Reproduce every line of the records below without alteration, except substitute "upper-left corner" for each occurrence of "top-left corner".

Given records:
◇ ◇ ◇ ◇

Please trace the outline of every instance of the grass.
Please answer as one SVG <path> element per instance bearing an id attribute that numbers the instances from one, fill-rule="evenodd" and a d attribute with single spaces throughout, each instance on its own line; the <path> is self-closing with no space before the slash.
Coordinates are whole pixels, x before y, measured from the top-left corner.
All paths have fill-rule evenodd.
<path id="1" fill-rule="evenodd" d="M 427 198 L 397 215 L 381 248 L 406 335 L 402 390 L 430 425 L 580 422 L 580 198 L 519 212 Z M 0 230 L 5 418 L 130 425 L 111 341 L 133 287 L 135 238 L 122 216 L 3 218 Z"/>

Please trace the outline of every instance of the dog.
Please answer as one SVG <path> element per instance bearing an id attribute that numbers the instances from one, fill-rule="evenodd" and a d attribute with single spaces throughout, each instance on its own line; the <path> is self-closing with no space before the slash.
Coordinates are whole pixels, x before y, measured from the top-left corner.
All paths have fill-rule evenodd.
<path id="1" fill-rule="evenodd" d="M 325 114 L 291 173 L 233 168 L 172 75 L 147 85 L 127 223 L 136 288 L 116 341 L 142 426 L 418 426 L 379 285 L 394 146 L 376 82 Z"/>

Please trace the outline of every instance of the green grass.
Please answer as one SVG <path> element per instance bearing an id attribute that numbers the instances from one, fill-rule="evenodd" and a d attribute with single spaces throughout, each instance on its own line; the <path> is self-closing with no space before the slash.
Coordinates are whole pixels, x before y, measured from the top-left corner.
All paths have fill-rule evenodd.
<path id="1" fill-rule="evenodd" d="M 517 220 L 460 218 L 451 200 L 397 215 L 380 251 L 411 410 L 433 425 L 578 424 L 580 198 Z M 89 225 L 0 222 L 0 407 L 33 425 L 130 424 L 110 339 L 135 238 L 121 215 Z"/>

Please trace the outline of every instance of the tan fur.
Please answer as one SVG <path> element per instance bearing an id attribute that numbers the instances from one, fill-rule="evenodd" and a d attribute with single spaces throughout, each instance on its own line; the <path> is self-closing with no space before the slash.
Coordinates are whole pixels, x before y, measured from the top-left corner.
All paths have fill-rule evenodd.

◇ ◇ ◇ ◇

Result:
Please trace the outline of every instance of the grass.
Please answer as one SVG <path> element per instance bearing an id attribute that numbers the instances from one, fill-rule="evenodd" and a d attribute with single spaces throughout, each instance on its own line; the <path> is self-closing with no space before the slash.
Coordinates are whole pixels, x before y, measured from the upper-left corner.
All paths have fill-rule evenodd.
<path id="1" fill-rule="evenodd" d="M 427 198 L 397 215 L 381 248 L 406 335 L 402 390 L 430 425 L 580 422 L 580 198 L 519 212 Z M 0 230 L 5 418 L 130 425 L 111 341 L 133 287 L 135 238 L 122 216 L 3 218 Z"/>

Please trace the outline of every instance of the dog.
Please answer as one SVG <path> element per instance bearing an id attribute that numbers the instances from one, fill-rule="evenodd" and a d attribute with single spaces throughout, each instance on its own line; the <path> is self-closing with no space before the slash.
Coordinates are whole pixels, x before y, measured from the upper-left corner.
All paths have fill-rule evenodd.
<path id="1" fill-rule="evenodd" d="M 325 114 L 291 173 L 233 168 L 172 75 L 147 85 L 127 223 L 136 288 L 116 341 L 142 426 L 418 426 L 379 285 L 394 146 L 376 82 Z"/>

Please trace the outline of every instance of the green grass.
Please answer as one SVG <path> element per instance bearing an id attribute that numbers the instances from one, fill-rule="evenodd" and a d attribute with single spaces throughout, each instance on its own line; the <path> is self-closing with no space before the slash.
Coordinates are whole pixels, x before y, measured from the upper-left corner.
All paths have fill-rule evenodd.
<path id="1" fill-rule="evenodd" d="M 517 220 L 460 218 L 451 200 L 397 215 L 380 251 L 411 410 L 433 425 L 578 424 L 580 198 Z M 89 225 L 0 222 L 0 407 L 33 425 L 130 424 L 110 339 L 135 238 L 121 215 Z"/>

Please trace the outline of every instance of the tan fur.
Please answer as one SVG <path> element per instance bearing an id attribute that numbers the instances from one, fill-rule="evenodd" and a d attribute with single spaces throughout, each instance on its own line; the <path> is self-closing with no space before the slash.
Coordinates are whole pixels, x before y, measured from the upper-left corner.
All paths have fill-rule evenodd.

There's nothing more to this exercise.